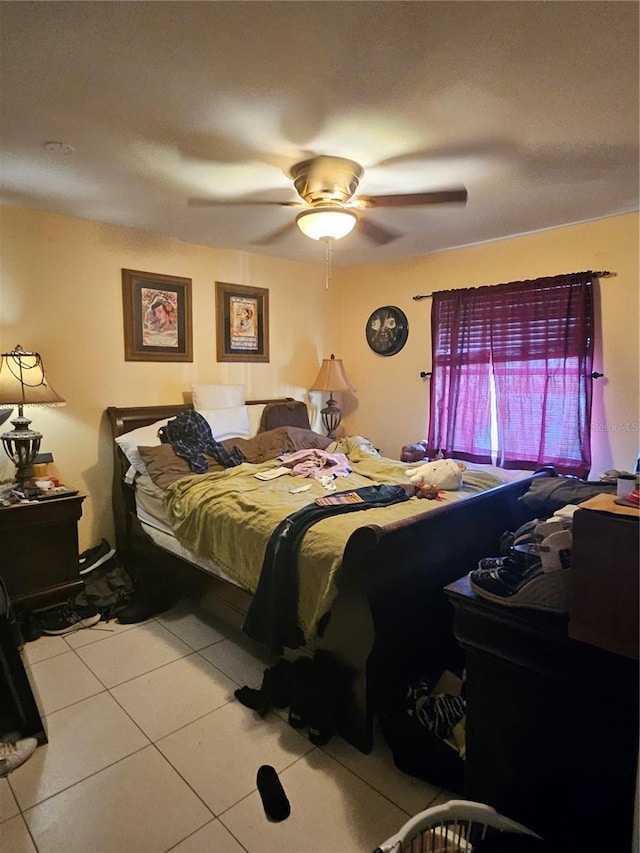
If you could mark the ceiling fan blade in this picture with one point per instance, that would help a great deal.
(413, 199)
(376, 233)
(289, 228)
(217, 202)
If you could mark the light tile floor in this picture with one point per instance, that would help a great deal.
(150, 751)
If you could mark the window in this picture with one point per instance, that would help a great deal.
(511, 373)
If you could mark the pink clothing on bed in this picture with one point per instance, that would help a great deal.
(316, 463)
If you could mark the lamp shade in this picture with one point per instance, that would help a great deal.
(331, 376)
(22, 380)
(324, 223)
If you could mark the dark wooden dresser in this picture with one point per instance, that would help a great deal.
(39, 551)
(552, 723)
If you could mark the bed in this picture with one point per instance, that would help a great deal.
(384, 615)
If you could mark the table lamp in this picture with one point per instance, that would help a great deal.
(331, 377)
(23, 383)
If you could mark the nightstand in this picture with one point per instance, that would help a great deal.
(39, 551)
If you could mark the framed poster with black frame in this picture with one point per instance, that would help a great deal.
(157, 317)
(242, 323)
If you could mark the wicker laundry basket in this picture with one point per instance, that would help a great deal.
(454, 827)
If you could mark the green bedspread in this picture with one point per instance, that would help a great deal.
(228, 517)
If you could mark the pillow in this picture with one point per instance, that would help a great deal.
(206, 397)
(130, 441)
(164, 466)
(228, 423)
(255, 416)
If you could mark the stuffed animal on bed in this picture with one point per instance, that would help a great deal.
(439, 474)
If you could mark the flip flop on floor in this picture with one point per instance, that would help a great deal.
(274, 800)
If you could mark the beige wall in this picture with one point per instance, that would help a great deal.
(60, 293)
(391, 401)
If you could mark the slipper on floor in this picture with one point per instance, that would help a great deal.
(274, 800)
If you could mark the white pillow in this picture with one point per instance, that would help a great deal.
(228, 423)
(255, 416)
(208, 397)
(141, 437)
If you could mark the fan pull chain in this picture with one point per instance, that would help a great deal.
(328, 272)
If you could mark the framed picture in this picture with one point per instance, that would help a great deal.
(157, 317)
(242, 322)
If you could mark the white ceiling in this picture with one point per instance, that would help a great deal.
(533, 106)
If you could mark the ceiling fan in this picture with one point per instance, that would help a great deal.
(326, 186)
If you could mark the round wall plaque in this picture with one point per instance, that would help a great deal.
(387, 330)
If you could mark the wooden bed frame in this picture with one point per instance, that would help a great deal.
(391, 619)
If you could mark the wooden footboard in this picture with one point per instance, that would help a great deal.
(391, 619)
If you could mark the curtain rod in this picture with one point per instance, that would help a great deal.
(595, 274)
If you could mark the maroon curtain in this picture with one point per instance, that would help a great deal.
(534, 339)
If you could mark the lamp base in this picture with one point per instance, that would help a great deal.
(22, 446)
(331, 417)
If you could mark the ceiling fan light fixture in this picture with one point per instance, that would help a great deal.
(322, 223)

=-=-=

_Directions for this task_: Copy every line of the data word for word, omitting the images.

_Response_:
If you could mark the ceiling fan blade in this picture with one point per instance, that would help a great deal.
(413, 199)
(376, 233)
(289, 228)
(217, 202)
If you could mark the light tile floor in this picture with one point per instance, that would help a great deal.
(150, 751)
If you could mark the window in this picture with one point per instance, that would help a great deal.
(511, 373)
If you could mark the pink clothing on bed in this picture with one point per instance, that would help a great deal.
(316, 463)
If you could mark the lamp shade in this picture with one point per instance, that would help a great deal.
(331, 376)
(22, 380)
(324, 223)
If you could mark the dark wooden dresser in this picture with one point per instance, that would help a great deal.
(39, 551)
(552, 723)
If you could mark the bed in this picture with one point per instance, that would help a great deal.
(384, 615)
If you could mark the table lamp in this picture with one point per instance, that would help a great deal.
(331, 377)
(23, 383)
If you could mark the nightstand in this picture with one point per instance, that would help a great deal.
(39, 551)
If you could mark the framed poster with black frame in this picture with one point per instance, that would help a great deal.
(157, 317)
(242, 323)
If you could mark the wicker laundry basket in this picture with one point per instance, that would help a great deal.
(454, 827)
If you could mark the green bedspread in this picture with one point per instance, that would help a great deal.
(228, 517)
If you could mark the pillow in this picture with one point per instance, that would help a great deal.
(206, 397)
(130, 441)
(164, 466)
(228, 423)
(255, 416)
If you could mark the stuffed animal on bed in this picture with one point per instance, that would help a great deal.
(439, 474)
If you could mark the flip flop on floor in this picture with one point per instance, that would help a great deal.
(274, 800)
If you could mark the beige wall in this picture with one point per instance, that would help a great deal.
(60, 293)
(391, 401)
If you could mark the slipper on floor in this picture with one point per instance, that would help a great deal.
(274, 800)
If you could mark the white pillow in this picture with one point per instance, that would help a great deal.
(228, 423)
(255, 416)
(208, 397)
(141, 437)
If you could mark the fan pull chain in this picture with one point per instance, that would help a great deal.
(328, 272)
If you could mark the framed picture in this picture with one point per instance, that would help a great deal.
(157, 317)
(242, 322)
If you could mark the white ceiling in this picture with one point per instance, that would help a great deal.
(533, 106)
If you could mark the ceiling fan in this picture with one point per instance, that would help a great deal.
(326, 186)
If you could mark the round wall plaque in this picture with one point per instance, that would help a great deal.
(387, 330)
If you could mark the wooden bed frame in this picture with one point per instance, that would help a great deal.
(391, 619)
If you could mark the wooden footboard in this picture with one point per instance, that would help a great deal.
(391, 619)
If you could mark the curtain rod in this picture with one point per instance, that would help a great deal.
(595, 274)
If you could mark the maroon curtain in this picture with one point per instance, that would help a great deal.
(534, 339)
If you could mark the lamp base in this picture with one point per instance, that would help a great deal.
(22, 446)
(331, 417)
If you could mark the ceiling fan light fixture in this picture with one point per instance, that would help a great deal.
(322, 223)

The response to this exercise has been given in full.